In March 2016, the company announced it had reached an agreement with London Stock Exchange Group to merge. The companies were to be brought under a new holding company, with a temporary placeholder name of UK TopCo, and would have retained both headquarters in London and Frankfurt. The deal needed approval from regulators in the European Union, the U.S. and Russia. The London Stock Exchange said Russian approval was needed because it owns Exactpro, a firm with offices in Russia specializing in quality assurance for exchanges and financial organizations. The European Commission opened an in-depth investigation into the proposed Deutsche Börse/LSEG merger on 28 September 2016. The European Commission delayed its decision on the deal by 15 working days to 6 March 2017. LSEG planned to hive off the French half of its LCH SA arm in a bid to ease EU concerns about the deal, although the companies had not formally submitted any concessions to the commission.

In February 2017, the Commission required that the parties commit to the divestment of LSEG's majority stake in fixed-income sovereign bond trading platform MTS S.p.A. LSEG stated it would not sell MTS in Italy to appease anti-trust concerns. The planned merger between the two exchanges, which was estimated to create the largest exchange in Europe, was subsequently described as "at risk" by The Wall Street Journal. The merger attempt was blocked by EU Competition Regulator on 29 March 2017 stating that "The Commission's investigation concluded the merger would have created a de facto monopoly in the markets for clearing fixed income instruments".

===Recent===
In October 2017, two institutional shareholders, who at the time held more than 6.5% of Deutsche Börse, called for the resignation of the chairman. On 16 November 2017, Theodor Weimer was appointed as new CEO of Deutsche Börse AG, effective January 2018.

In September 2024, the European Commission said it had carried out unannounced inspections at the offices of Deutsche Börse over potential anti-competitive practices. On 6 November 2025, the Commission officially opened an investigation into possible collusion between Nasdaq and Deutsche Börse over the listing, trading and clearing of financial derivatives; this probe follows the unannounced inspections at Nasdaq and Deutsche Börse in September 2024.

=== Allfunds Acquisition ===
In January 2026, Deutsche Börse agreed to acquire wealth management company Allfunds for €5.3 billion (~$6.19 billion). The deal was structured as a cash and stock deal and Allfunds shareholders are entitled to further dividends pending results. The deal was expected to close by 1H 2027.

################

# EXERCISE AIM
According to the passage about Deutsche Börse, why did the planned merger with London Stock Exchange Group need approval from Russian regulators? Answer in one to three sentences. The data that follows has no connection to the passage about Deutsche Börse.

# GIVEN ENTRIES
################

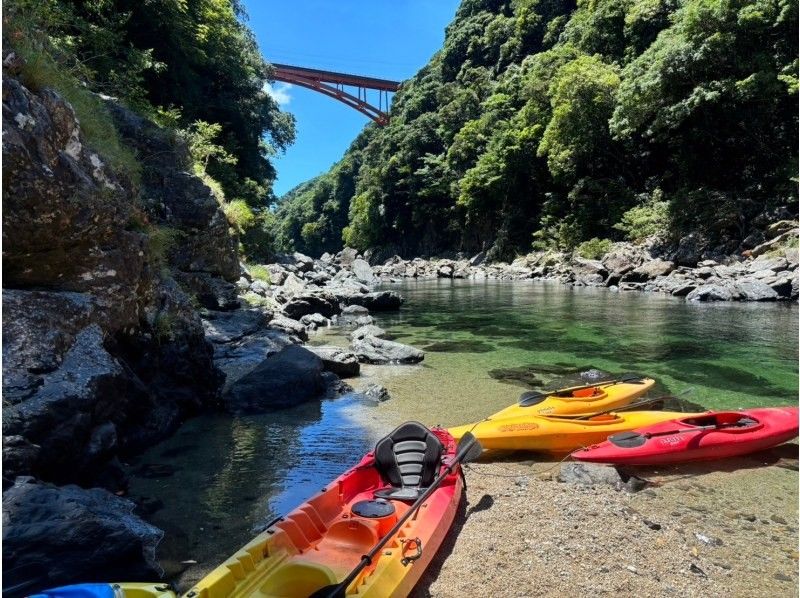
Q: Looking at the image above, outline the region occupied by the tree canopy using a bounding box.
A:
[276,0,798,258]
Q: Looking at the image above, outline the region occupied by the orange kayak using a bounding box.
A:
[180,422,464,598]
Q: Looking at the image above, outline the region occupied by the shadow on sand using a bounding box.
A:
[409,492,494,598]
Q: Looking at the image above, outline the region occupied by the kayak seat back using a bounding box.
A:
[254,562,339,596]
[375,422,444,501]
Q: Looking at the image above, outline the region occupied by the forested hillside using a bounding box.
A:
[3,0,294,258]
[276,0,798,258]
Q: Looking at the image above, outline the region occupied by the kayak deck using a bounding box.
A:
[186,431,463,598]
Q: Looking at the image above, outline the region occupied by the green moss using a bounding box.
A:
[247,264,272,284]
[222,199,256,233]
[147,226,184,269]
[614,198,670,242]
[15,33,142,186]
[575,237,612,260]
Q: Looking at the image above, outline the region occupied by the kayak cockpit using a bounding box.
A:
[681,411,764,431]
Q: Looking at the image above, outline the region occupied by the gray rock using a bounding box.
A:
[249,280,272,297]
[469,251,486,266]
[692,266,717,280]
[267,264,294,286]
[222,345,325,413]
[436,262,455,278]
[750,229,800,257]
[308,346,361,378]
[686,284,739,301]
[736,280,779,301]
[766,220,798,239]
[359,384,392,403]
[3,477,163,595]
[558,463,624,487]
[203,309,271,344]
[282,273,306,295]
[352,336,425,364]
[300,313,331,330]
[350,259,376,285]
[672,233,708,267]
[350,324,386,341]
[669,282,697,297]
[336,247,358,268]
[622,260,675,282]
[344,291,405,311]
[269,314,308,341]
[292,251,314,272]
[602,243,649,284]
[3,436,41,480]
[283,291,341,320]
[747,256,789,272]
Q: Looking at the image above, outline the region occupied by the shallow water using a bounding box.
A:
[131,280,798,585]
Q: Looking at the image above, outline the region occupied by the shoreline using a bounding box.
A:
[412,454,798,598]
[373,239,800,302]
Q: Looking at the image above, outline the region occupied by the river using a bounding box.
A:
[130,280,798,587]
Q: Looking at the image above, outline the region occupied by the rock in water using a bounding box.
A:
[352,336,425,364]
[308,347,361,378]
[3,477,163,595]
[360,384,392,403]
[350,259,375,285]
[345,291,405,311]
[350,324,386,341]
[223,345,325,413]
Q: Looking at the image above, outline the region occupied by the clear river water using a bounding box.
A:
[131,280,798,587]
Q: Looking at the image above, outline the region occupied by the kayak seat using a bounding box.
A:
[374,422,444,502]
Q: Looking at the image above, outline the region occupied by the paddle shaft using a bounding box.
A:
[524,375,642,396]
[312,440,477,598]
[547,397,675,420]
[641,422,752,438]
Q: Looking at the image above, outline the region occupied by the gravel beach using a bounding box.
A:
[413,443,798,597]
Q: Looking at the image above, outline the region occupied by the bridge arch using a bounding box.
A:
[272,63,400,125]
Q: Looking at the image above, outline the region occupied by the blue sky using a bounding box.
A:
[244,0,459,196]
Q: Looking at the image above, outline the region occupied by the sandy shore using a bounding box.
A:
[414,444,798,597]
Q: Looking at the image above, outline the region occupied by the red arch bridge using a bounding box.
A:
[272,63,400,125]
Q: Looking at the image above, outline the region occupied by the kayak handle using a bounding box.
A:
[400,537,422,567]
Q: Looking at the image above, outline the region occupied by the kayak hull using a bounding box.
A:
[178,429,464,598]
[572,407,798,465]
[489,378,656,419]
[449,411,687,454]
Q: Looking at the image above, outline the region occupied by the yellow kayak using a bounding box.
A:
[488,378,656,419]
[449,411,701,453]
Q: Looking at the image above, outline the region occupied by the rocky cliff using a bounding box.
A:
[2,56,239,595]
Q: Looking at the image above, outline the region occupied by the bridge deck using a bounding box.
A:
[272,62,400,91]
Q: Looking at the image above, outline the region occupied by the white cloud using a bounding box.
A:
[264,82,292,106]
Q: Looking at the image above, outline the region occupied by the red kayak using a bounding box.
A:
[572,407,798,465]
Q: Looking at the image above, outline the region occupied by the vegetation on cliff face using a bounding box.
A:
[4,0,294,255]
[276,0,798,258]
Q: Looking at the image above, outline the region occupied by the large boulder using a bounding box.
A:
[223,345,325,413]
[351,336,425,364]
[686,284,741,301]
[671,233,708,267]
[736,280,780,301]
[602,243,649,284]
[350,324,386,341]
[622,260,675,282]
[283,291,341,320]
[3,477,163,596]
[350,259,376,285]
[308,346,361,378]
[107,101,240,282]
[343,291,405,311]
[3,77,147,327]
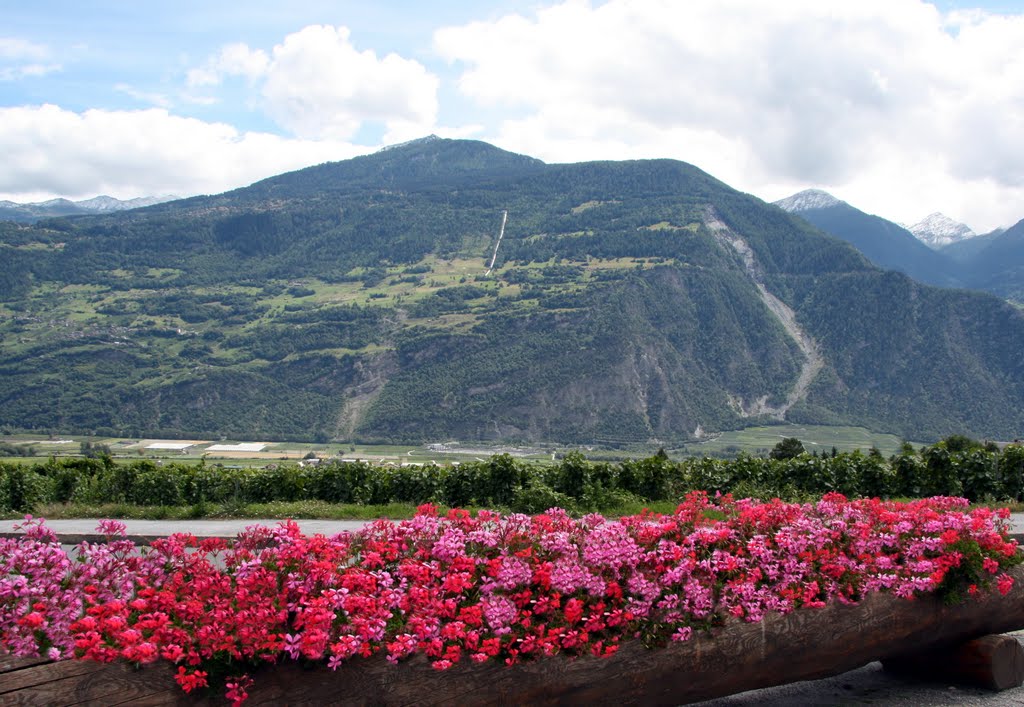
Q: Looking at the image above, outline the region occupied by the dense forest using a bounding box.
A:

################

# ANSWER TO THE PROBLEM
Russian approval was needed because the London Stock Exchange owns Exactpro. Exactpro is a firm with offices in Russia that specializes in quality assurance for exchanges and financial organizations.